= EXTRACTO DEL DOCUMENTO =
════════════════════
Ojo del muelle
Rafa Máiquez
Ya tenemos el lío formado
Cambio de sentido
Qué habré soñado yo esta noche, que me he despertado espeluznada, la piel y el pelo estremecidos. Al rato, remansándome los pulsos, he sabido que quería escribirles sobre el miedo, eso que, cuanto más se niega -tiene mala prensa- y se compensa en plan valentón, más nos controla. Quien jure no sentir miedo, una de dos: o se hace trampas al solitario o raya la psicopatía. Ojo-cuidao.
Vengo a este asunto no sólo con intención de visarme los dentros, a ver qué cosas me amedrentan y cómo actúo entonces, sino para poner la atención en el uso del miedo como elemento de control social. Cualquiera tiene miedo a la muerte y a la lenta y diversa administración de la misma (la enfermedad, el hambre, el frío, la vejez, la guerra…), pero también podemos padecer un miedo cerval a las cosas de la vida (al dolor del desamor, la soledad, al duelo, al que dirán, a no agradar…; estos últimos los disimulamos mejor, pero nos paralizan y ensimisman). De unos y otros temores se saca tajada: venga todo el mundo a parecer más joven cuanto más viejo, venga seguros y alarmas, y otro güisqui más, y otra foto con filtro, y venga Tinder, y mucho por hacer, no vayamos a sentir ni un momento cómo se nos abren las grietas hasta vernos las raíces. Actualmente, la inflación, la guerra, las epidemias y los otros -quienesquiera que sean- despiertan miedo, que nos llega dosificado a través de los medios. Ojo avizor, por tanto, para que esa emoción no nos ciegue si no que, nada más advertirla, nos despierte.
════════════════════
= ENUNCIADO DEL PROBLEMA =
Según la columna sobre el miedo, ¿qué cosas despiertan miedo actualmente?

Datos de anclaje de objetos mediante lenguaje natural
════════════════════
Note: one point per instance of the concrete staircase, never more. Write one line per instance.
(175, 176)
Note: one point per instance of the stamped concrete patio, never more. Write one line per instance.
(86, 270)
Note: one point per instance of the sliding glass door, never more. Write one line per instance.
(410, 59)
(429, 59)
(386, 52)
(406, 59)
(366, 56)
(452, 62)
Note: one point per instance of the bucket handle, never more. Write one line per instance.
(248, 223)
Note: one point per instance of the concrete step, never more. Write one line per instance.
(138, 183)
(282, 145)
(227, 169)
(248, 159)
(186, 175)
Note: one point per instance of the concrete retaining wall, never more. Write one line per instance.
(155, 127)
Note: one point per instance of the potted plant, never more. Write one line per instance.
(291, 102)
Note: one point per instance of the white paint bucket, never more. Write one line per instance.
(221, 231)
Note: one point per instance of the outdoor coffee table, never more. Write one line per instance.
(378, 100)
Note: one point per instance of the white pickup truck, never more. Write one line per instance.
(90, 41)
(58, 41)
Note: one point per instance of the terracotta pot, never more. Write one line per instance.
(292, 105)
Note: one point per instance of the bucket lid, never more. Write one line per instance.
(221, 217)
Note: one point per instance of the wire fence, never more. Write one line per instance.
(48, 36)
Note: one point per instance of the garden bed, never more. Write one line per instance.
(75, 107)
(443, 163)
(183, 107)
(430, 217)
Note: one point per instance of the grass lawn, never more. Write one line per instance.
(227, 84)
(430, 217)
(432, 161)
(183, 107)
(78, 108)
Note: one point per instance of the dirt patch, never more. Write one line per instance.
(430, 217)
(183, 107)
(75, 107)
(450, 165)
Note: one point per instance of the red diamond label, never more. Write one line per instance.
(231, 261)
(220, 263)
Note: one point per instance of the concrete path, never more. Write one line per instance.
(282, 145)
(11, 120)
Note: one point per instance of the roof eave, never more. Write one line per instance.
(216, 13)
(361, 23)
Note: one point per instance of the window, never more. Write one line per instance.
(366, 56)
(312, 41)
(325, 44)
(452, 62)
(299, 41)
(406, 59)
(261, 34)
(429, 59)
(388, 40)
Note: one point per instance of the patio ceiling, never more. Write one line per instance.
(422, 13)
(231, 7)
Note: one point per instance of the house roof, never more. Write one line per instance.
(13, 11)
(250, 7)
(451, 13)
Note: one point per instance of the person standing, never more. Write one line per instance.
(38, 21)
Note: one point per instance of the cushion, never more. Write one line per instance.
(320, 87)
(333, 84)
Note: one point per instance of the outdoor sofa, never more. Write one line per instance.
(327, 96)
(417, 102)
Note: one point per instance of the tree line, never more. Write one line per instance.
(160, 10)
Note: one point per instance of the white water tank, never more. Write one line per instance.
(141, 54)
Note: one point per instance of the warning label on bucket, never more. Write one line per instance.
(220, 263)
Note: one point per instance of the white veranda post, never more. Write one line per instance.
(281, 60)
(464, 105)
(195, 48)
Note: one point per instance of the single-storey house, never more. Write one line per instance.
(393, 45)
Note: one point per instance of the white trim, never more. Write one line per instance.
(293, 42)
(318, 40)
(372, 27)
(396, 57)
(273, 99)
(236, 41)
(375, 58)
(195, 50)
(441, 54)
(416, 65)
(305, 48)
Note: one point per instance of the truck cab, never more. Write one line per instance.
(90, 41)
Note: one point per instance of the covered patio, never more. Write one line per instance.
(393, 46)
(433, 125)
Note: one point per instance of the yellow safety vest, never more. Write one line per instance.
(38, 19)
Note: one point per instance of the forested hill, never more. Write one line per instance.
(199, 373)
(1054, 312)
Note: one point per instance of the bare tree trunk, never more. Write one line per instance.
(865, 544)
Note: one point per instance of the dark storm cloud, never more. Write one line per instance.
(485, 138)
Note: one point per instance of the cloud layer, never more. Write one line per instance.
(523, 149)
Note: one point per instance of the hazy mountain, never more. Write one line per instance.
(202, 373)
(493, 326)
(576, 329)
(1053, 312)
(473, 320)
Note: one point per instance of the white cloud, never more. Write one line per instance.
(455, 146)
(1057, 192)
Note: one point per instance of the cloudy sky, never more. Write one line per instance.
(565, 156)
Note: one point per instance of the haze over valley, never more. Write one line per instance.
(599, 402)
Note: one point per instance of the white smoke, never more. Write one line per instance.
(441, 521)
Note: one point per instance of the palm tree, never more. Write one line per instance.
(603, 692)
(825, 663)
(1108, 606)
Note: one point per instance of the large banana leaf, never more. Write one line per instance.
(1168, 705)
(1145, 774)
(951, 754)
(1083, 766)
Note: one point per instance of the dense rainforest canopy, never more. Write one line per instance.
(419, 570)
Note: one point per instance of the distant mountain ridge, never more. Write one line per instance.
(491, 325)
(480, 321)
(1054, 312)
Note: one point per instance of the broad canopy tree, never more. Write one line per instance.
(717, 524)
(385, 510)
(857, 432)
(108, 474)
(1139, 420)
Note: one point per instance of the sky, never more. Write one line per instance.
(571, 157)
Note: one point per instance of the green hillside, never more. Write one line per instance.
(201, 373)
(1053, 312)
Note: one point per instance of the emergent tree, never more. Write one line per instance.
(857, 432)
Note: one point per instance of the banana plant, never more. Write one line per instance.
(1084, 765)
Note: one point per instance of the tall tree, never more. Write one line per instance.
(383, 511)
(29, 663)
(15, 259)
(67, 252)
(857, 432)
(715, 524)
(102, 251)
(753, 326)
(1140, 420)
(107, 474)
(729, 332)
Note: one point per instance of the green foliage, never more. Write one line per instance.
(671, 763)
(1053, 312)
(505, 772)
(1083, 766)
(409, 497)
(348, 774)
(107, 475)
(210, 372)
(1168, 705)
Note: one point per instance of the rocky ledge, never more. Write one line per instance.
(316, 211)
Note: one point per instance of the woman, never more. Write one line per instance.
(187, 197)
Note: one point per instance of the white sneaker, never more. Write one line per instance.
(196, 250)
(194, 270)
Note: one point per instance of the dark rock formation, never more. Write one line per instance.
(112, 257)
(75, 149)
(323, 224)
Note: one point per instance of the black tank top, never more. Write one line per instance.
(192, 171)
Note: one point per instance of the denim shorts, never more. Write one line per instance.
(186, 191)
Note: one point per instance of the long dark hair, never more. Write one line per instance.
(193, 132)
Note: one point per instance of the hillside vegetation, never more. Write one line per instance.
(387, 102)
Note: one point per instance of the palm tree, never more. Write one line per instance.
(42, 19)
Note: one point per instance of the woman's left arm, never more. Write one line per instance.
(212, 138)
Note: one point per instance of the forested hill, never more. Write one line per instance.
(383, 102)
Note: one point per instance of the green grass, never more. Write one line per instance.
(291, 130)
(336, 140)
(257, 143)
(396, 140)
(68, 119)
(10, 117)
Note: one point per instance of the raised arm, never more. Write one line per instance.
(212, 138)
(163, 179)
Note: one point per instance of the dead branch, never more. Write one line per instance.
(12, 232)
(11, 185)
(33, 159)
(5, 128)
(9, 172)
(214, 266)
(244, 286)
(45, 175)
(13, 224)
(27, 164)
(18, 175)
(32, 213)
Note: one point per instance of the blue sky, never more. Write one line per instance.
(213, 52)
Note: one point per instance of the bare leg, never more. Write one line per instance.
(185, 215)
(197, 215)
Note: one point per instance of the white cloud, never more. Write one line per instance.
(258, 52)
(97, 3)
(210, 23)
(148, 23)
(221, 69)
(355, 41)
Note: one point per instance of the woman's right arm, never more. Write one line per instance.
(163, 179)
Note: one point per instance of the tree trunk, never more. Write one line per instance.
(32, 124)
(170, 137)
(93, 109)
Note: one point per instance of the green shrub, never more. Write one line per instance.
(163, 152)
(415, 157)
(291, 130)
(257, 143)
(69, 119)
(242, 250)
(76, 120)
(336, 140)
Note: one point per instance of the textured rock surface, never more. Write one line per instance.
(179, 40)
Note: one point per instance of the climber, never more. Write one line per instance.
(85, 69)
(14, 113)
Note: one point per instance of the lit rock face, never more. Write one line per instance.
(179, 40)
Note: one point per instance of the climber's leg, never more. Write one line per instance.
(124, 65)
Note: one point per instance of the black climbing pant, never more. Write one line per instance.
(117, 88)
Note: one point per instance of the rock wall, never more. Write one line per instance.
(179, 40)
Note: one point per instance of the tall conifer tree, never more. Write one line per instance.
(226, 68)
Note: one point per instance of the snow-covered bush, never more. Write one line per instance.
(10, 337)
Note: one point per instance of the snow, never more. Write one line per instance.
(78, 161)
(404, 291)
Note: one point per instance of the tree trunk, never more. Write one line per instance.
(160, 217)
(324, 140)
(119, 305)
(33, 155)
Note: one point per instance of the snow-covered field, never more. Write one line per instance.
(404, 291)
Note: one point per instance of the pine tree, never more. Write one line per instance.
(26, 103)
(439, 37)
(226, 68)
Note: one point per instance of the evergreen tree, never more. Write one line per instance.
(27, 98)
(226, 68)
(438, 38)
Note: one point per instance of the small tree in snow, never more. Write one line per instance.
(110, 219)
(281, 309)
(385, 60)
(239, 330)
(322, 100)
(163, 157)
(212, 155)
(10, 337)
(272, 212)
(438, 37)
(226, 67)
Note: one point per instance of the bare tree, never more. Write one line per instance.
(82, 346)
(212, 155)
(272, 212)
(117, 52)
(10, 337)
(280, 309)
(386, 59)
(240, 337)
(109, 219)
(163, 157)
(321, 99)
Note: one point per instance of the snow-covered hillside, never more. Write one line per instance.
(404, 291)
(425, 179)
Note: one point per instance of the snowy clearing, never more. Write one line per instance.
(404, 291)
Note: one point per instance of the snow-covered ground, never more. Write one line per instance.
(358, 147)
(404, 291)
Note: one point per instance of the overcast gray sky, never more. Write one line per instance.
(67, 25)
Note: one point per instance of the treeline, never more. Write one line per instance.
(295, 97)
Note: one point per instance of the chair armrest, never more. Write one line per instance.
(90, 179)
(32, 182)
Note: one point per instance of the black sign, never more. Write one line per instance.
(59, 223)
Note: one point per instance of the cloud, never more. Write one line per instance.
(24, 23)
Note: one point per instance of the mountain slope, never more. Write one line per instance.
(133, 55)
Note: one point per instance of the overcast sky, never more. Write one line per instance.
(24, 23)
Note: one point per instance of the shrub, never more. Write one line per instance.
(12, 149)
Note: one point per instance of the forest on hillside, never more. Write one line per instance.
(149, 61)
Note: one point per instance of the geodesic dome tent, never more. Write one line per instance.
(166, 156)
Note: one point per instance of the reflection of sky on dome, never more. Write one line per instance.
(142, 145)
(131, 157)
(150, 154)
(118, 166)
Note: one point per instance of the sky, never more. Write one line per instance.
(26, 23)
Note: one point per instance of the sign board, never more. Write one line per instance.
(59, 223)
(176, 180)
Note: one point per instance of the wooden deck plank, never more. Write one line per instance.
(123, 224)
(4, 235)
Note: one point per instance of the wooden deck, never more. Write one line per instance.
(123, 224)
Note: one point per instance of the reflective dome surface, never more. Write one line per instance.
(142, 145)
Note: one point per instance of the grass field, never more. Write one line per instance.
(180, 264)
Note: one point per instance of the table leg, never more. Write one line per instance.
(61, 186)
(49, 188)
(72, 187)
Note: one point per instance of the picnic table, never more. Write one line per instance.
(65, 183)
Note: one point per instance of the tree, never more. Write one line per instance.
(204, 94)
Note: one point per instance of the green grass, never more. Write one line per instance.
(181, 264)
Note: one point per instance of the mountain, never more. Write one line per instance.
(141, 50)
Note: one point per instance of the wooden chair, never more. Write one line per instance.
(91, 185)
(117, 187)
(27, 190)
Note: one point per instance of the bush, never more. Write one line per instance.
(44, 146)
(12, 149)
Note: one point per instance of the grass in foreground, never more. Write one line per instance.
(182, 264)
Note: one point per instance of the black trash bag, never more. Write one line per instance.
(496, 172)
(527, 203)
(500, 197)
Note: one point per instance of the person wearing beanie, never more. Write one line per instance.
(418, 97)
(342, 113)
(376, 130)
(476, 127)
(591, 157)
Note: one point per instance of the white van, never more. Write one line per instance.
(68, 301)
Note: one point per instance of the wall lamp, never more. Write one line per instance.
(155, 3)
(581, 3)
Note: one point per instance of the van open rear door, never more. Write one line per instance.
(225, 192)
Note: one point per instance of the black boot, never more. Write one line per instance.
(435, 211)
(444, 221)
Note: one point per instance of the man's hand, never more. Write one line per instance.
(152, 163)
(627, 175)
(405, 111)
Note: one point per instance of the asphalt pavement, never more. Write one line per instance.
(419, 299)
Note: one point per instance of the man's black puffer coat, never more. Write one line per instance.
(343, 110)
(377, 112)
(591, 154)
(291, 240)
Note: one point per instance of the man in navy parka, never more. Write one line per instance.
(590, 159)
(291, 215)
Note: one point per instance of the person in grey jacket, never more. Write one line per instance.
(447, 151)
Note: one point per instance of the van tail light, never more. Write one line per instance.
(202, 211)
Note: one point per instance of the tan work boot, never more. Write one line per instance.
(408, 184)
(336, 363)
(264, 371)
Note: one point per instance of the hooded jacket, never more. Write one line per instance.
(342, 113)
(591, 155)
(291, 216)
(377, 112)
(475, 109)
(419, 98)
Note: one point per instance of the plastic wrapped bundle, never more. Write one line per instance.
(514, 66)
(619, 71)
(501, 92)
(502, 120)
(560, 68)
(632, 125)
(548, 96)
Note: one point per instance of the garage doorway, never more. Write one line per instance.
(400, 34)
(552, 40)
════════════════════
= RESULTADO DE LA TAREA =
La inflación, la guerra, las epidemias y los otros, quienesquiera que sean.